- [QUÉ SE PIDE]
Responde, por favor, estas preguntas sobre el texto acerca de la mentira:
(a) ¿Cómo se titula la serie de ensayos de Mario Vargas Llosa citada al inicio?
(b) Según lo que señalaba Yuval Noah Harari, ¿sobre qué se han construido nuestras civilizaciones?
(c) ¿Qué engaño se describe como aparentemente inofensivo?

- [FRAGMENTO DE PÁGINA]

En su serie de ensayos “La verdad de las mentiras”, Mario Vargas Llosa nos recuerda que la ficción literaria, paradójicamente, puede ser el camino más sincero para explorar las pasiones humanas. Mentir en literatura, sostiene, es una forma refinada de decir la verdad. Esta idea, aunque provocadora, nos obliga a revisar el lugar ambiguo que ocupa la mentira en la vida cotidiana. Si bien desde una perspectiva religiosa, especialmente judeocristiana, mentir ha sido considerado un acto moralmente condenable y contrario a la voluntad divina, otras miradas menos dogmáticas lo comprenden como una herramienta evolutivamente conservada. Richard Dawkins advertía en “The Selfish Gene” que, en un mundo de mentirosos, la honestidad puede ser una desventaja adaptativa; y Yuval Noah Harari señalaba que, nuestras civilizaciones se han construido sobre ficciones compartidas que, aunque ilusorias, resultan indispensables.
Con independencia de la perspectiva, la mentira se manifiesta como un fenómeno estructural, presente tanto en los grandes relatos históricos como en la intimidad del hogar. Mentimos al proteger a un niño de una verdad que consideramos demasiado cruda, o al sostener mitos religiosos y nacionales cuya veracidad objetiva es discutible, pero que cohesionan y orientan. Sin embargo, es el contexto el que define el juicio moral sobre cada mentira. El engaño del “Viejo Pascuero” parece inofensivo; pero decirle a un niño que su padre ha viajado cuando en realidad ha abandonado el hogar, produce una herida más profunda. Aquí se distinguen las “mentiras piadosas” de aquellas que, aunque bien intencionadas, generan dolor o desorientación.

- [REGISTROS ALMACENADOS]
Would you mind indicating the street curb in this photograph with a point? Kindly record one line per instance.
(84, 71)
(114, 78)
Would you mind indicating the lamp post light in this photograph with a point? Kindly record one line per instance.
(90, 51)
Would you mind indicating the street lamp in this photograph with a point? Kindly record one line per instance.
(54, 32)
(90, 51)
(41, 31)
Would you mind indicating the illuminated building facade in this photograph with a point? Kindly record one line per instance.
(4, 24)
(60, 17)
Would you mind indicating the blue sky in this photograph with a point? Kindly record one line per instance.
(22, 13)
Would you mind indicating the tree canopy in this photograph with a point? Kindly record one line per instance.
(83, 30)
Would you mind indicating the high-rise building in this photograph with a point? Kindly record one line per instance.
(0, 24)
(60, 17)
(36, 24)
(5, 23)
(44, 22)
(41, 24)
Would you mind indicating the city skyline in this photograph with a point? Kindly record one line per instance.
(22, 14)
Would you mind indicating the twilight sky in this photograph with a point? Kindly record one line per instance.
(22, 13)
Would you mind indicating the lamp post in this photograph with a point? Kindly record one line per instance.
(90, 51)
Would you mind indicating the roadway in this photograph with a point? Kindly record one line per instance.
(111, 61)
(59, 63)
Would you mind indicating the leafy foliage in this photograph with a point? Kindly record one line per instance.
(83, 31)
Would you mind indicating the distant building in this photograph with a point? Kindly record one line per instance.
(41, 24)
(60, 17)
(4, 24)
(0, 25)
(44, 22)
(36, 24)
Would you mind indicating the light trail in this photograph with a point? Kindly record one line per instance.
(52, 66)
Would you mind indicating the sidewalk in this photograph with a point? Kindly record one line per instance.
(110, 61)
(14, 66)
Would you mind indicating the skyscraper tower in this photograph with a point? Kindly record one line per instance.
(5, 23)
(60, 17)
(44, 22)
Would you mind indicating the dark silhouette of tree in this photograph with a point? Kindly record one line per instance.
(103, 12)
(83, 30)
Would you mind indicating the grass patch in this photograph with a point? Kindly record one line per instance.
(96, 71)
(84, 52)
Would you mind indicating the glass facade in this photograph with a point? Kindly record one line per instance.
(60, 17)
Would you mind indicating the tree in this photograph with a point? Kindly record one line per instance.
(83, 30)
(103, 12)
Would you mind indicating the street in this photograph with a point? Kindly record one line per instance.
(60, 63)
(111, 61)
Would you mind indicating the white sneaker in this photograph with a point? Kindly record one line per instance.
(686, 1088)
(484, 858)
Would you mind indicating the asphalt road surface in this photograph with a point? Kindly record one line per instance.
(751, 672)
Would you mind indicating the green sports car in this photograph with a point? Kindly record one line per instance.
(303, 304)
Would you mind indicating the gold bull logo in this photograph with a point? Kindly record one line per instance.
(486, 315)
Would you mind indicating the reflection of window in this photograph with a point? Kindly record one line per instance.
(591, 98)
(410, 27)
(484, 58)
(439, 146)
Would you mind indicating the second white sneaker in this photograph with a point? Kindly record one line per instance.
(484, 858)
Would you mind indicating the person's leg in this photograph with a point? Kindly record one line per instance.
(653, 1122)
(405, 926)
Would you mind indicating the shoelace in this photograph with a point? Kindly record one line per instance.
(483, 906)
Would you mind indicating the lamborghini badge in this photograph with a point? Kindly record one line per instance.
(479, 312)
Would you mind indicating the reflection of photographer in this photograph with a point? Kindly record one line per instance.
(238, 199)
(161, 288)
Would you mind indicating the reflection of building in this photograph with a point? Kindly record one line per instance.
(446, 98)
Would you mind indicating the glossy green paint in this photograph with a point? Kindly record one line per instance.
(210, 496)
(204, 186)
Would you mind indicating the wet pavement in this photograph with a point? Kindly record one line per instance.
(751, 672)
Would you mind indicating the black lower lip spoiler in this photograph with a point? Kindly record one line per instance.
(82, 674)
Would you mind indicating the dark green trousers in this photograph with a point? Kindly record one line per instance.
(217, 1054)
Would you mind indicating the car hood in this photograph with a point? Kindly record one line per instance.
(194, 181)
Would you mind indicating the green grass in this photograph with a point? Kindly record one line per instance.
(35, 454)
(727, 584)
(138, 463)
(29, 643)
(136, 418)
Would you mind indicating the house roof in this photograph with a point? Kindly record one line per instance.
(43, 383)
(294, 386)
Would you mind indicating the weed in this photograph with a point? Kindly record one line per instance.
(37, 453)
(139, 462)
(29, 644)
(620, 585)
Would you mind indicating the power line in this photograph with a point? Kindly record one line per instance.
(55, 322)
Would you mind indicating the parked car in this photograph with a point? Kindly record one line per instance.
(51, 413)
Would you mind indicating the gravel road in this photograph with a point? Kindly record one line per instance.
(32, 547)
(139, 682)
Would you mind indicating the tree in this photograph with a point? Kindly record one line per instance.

- [RESPUESTA DEL EJERCICIO]
(a) «La verdad de las mentiras».
(b) Sobre ficciones compartidas que, aunque ilusorias, resultan indispensables.
(c) El engaño del «Viejo Pascuero».